TEXTE FOURNI:
Selon un sondage OpinionWay pour Le Figaro et LCI, s'ils avaient eu à se prononcer lors des législatives allemandes du 22 septembre, les Français auraient également voté pour Angela Merkel à 56%. Pourtant, peu d'hommes politiques français semblent avoir le courage de tenir le discours de vérité de la chancelière allemande.

Atlantico : Dans une interview à Atlantico (à lire ici), Valérie Pécresse reconnaît  : "En 2012, la droite savait ce qu'il fallait faire pour le pays mais on ne savait pas comment le dire aux Français et être élu après". Peut-on parler d'un travers français ? Quelles en sont les principales caractéristiques ?

Yves-Marie Cann : Le désenchantement des citoyens à l’égard de la politique en général et de leurs dirigeants en particulier n’est pas un phénomène exclusivement français, comme en témoigne la montée des extrêmes en Europe. Ce phénomène, face auquel nos élus semblent parfois perdre pied, comme en témoignent les propos de Valérie Pécresse, se manifeste régulièrement dans nos enquêtes. Il s’agit en premier lieu de la défiance mesurée à l’encontre du pouvoir exécutif. La cote de confiance de François Hollande et de Jean-Marc Ayrault atteint désormais un niveau très bas. Avant eux, Nicolas Sarkozy avait gouverné avec une cote de confiance négative de janvier à 2008 à la fin de son quinquennat, etc.

D’autres études confirment l’ampleur de cette défiance et ses répercutions sur le crédit accordé à la parole politique. Dans un sondage CSA pour Les Echos et l’Institut Montaigne, 69% des personnes interrogées ne croyaient pas en la "pause fiscale" annoncée par le chef de l’Etat. En avril 2013, un sondage CSA pour BFMTV démontrait que pour une majorité de personnes interrogées (55%) la plupart des hommes et femmes politiques sont corrompu(e)s. Bon an, mal an, la perte de confiance dans la parole politique et le sentiment d’une incompréhension entre la base et nos dirigeants ne fait que croître.

Philippe Braud : Valérie Pécresse souligne l’existence d’un challenge à la fois des plus communs et des plus redoutables que doivent affronter les responsables politiques : l’existence d’un écart entre ce qu’il faudrait faire et ce que leurs électeurs peuvent accepter. Cet écart est inévitable dans tout système démocratique. La grande masse des citoyens est peu lucide sur les affaires publiques, ne serait-ce que parce que beaucoup ne les suivent que de loin, mais aussi parce que trop de dirigeants, de syndicalistes, voire de journalistes, entretiennent leurs illusions, les uns par véritable ignorance, les autres par démagogie ouverte ou larvée. Ceci étant si ce phénomène se manifeste dans TOUS les pays démocratiques, il est aggravé en France par certains traits de notre culture politique nationale. Pour faire vite, et en vrac, citons le penchant pour les rhétoriques idéalistes et les grands principes abstraits hérités de la Révolution ; une méfiance a priori, pour ne pas dire plus chez certains, à l’égard du monde de l’entreprise pourtant créateur essentiel d’emplois et de richesses ; l’absence de consensus explicite entre formations politiques opposées, alors même qu’elles savent bien que certains maux déterminés appellent certains remèdes déterminés. L’alliance CDU/SPD en Allemagne entre 2003 et 2008 explique que des réformes douloureuses mais efficaces ont pu être menées et comprises par une large majorité de la population. Une situation inimaginable en France, où l’opposition flingue couramment ce qu’elle aurait fait si elle était au pouvoir (et se résigne à faire, trop tard et trop timidement lorsqu’elle y parvient).

EXTRAITS DE DONNÉES:
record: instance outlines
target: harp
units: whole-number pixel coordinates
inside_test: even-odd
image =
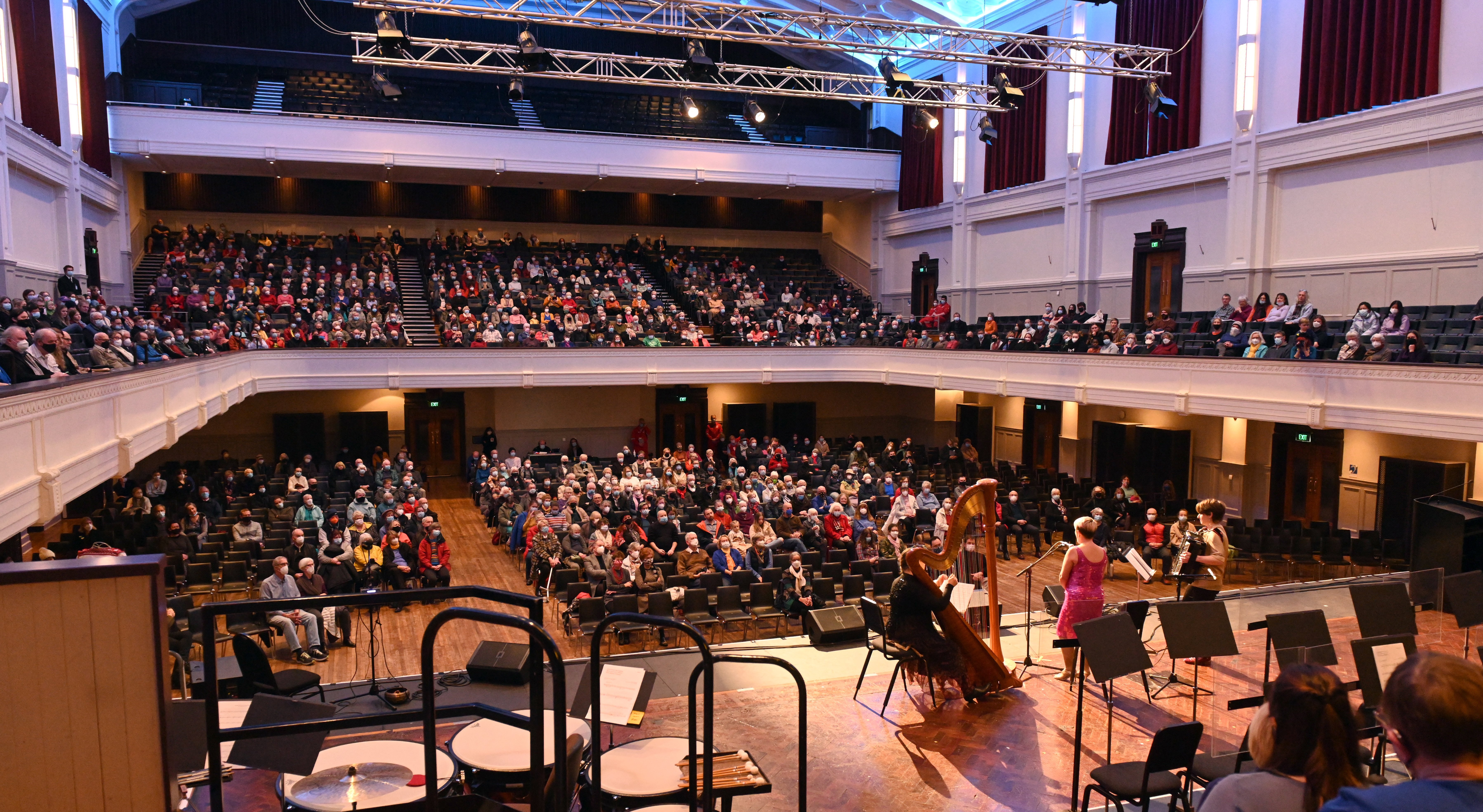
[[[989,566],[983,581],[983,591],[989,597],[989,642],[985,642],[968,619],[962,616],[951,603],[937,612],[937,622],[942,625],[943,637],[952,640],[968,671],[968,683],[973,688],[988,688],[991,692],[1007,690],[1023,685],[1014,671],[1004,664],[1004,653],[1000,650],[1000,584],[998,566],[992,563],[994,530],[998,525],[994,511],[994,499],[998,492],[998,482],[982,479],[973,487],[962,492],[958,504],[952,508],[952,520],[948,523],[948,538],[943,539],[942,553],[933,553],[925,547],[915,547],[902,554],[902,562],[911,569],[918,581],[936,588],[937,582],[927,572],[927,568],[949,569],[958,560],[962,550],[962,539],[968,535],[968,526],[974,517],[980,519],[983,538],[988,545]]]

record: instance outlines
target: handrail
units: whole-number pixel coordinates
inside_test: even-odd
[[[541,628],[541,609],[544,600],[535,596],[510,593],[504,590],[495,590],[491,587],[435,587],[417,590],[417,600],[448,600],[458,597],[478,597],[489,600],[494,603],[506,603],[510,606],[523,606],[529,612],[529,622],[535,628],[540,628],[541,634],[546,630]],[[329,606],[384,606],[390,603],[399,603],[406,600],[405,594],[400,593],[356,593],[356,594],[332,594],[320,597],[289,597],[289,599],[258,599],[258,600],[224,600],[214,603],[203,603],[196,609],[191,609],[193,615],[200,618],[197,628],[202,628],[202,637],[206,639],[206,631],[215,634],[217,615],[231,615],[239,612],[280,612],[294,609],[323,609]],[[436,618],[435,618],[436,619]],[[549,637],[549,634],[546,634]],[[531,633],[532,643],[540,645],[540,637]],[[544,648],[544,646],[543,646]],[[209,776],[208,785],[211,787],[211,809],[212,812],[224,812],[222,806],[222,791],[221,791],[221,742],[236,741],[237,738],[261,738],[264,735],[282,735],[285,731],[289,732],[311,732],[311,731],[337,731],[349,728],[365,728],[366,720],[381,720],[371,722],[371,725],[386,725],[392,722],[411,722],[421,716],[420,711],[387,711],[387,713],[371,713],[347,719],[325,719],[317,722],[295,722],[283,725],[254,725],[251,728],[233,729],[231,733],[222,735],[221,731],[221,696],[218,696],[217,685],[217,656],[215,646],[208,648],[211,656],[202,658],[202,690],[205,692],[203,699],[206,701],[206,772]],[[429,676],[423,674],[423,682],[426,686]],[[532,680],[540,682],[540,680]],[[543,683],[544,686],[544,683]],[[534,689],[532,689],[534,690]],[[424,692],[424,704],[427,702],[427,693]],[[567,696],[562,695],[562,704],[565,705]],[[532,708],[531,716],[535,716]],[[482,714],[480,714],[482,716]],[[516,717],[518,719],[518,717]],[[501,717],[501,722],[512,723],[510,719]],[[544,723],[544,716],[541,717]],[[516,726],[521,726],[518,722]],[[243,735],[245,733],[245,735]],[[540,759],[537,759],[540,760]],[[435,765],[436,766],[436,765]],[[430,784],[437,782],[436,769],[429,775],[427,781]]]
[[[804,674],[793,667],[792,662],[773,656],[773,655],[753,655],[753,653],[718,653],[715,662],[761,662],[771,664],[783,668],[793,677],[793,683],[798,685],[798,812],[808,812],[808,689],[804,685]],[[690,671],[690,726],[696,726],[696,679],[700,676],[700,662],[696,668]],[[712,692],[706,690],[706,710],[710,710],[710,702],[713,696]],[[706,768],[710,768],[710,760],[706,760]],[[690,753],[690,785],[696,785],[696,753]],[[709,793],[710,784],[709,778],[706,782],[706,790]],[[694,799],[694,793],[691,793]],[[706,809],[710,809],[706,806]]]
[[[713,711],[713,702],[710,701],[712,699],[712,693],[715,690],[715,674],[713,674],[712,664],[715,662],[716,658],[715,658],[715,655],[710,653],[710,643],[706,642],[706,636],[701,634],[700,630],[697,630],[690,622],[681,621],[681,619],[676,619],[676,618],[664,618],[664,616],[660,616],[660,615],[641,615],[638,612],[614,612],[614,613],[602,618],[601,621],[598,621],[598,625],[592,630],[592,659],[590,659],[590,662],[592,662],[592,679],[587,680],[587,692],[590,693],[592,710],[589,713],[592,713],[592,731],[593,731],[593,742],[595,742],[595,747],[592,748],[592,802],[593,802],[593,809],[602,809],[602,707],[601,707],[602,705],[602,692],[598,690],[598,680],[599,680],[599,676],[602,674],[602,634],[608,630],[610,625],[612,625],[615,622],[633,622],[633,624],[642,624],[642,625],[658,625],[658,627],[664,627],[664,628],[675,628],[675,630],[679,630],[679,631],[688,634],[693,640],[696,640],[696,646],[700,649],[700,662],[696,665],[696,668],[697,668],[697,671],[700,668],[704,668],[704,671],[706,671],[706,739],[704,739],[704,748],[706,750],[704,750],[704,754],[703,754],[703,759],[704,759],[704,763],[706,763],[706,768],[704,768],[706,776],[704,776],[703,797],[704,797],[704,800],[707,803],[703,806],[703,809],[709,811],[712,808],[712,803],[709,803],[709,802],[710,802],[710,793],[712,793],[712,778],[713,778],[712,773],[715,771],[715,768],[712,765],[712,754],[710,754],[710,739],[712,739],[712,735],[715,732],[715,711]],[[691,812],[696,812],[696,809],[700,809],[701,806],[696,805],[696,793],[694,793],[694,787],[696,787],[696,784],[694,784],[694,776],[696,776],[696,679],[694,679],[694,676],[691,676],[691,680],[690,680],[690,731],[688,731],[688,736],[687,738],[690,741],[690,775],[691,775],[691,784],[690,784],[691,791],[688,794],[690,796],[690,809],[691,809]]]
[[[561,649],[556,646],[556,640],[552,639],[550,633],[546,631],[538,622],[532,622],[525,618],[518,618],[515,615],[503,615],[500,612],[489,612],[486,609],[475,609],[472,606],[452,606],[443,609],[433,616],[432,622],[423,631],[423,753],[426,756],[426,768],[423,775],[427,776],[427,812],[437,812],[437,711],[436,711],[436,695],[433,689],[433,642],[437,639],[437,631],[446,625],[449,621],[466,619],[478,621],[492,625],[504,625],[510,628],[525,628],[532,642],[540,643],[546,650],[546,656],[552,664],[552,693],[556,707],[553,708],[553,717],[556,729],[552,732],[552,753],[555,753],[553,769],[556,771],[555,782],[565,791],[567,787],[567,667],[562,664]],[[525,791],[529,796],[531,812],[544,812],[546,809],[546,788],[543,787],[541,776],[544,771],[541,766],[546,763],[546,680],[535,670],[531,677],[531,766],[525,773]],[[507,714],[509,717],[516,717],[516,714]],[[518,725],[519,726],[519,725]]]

LA CONSIGNE:
Dans le texte fourni, quelle part des personnes interrogées par le sondage CSA pour Les Echos et l'Institut Montaigne ne croyait pas à la « pause fiscale » annoncée par le chef de l'État ?

CORRIGÉ:
69 %.